Kein Geld für den Weihnachtsmarkt oder neue Kleider: Zwei alleinerziehende Mütter aus Karlsruhe und Stuttgart erzählen, was es bedeutet, auf Hilfen vom Staat angewiesen zu sein.
Wenn Sandra Schlensog über den Weihnachtsmarkt in Karlsruhe schlendert, dann nur, um zu schauen. Kaufen kann sie nichts. Sie kann es sich nicht leisten. "Ein paar handgestrickte Socken für 15 Euro? Das ist utopisch; das ist Luxus", sagt die 46-Jährige und legt das Paar, das sie in der Hand hält, zurück.

**Dateneinträge**:

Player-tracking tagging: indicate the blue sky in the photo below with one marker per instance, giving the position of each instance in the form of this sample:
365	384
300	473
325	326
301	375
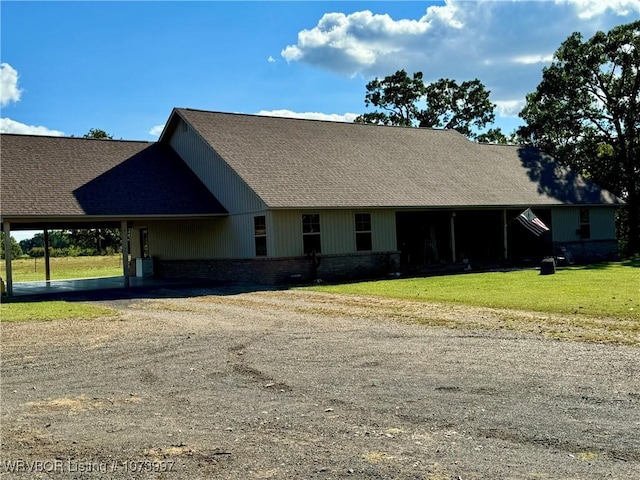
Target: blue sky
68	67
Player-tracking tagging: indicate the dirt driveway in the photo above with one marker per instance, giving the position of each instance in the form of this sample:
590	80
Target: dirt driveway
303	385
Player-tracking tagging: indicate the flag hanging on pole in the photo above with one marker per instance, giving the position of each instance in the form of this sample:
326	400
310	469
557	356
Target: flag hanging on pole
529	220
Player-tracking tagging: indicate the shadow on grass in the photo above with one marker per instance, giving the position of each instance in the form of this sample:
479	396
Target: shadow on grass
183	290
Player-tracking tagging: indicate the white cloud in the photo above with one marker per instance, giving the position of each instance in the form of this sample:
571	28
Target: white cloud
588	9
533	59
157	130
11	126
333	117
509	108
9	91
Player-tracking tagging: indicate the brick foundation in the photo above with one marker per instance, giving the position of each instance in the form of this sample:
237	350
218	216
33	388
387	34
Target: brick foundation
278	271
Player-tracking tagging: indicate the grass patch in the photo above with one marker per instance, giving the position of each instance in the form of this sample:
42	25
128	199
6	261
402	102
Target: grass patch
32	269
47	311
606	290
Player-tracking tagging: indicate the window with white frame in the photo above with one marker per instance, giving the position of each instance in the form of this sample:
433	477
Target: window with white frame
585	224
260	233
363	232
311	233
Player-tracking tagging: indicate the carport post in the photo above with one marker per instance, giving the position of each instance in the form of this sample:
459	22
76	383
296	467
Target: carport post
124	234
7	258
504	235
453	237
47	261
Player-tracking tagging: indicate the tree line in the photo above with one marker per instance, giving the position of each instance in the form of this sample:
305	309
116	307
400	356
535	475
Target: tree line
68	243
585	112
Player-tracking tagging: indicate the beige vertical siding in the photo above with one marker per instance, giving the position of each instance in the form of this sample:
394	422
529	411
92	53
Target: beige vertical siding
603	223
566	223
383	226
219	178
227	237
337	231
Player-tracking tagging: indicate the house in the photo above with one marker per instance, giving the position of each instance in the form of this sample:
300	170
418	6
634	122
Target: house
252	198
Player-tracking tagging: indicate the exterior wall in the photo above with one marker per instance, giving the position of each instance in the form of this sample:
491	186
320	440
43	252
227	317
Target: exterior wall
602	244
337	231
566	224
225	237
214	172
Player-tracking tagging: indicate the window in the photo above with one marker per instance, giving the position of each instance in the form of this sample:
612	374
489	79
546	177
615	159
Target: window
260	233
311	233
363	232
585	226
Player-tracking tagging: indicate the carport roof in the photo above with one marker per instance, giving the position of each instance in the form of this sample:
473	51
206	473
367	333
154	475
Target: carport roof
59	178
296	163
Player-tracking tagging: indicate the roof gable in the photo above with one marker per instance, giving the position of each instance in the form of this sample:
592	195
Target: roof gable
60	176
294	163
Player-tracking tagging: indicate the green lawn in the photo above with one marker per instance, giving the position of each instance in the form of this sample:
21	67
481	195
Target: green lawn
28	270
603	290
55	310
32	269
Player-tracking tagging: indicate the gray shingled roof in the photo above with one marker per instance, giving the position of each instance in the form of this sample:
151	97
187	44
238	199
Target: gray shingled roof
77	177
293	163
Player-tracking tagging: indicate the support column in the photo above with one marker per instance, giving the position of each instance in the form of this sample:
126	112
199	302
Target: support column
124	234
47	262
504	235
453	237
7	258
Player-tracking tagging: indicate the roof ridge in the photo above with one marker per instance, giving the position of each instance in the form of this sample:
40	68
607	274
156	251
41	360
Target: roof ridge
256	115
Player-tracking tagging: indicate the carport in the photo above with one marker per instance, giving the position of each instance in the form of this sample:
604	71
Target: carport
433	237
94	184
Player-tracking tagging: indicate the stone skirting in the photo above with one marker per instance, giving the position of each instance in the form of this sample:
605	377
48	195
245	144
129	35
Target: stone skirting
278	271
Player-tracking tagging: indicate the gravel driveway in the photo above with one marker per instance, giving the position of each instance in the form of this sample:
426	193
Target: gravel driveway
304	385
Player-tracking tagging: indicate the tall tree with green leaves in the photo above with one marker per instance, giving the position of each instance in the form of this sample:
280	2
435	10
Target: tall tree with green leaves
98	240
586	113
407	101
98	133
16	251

**Zu erledigen**:
1 > Wie lässt sich der Absatz im Quelltext, der mit „Wenn Sandra Schlensog über den Weihnachtsmarkt“ beginnt, in zwei Sätzen kürzer fassen, ohne seine wichtigsten Fakten zu verlieren?
2 > Beantworte anhand des Quelltexts diese Fragen:
(a) Aus welchen beiden Städten kommen die alleinerziehenden Mütter?
(b) Wie alt ist Sandra Schlensog?
(c) Wie viel kostet das Paar handgestrickter Socken?
Die Liste ist eigenständiges Material und gehört nicht zum Quelltext.

**Lösungen**:
1 > Die 46-jährige Sandra Schlensog geht über den Karlsruher Weihnachtsmarkt nur zum Schauen, denn sie kann sich dort nichts leisten. Handgestrickte Socken für 15 Euro nennt sie utopisch und Luxus und legt das Paar wieder zurück.

2 >
(a) Aus Karlsruhe und Stuttgart.
(b) 46 Jahre.
(c) 15 Euro.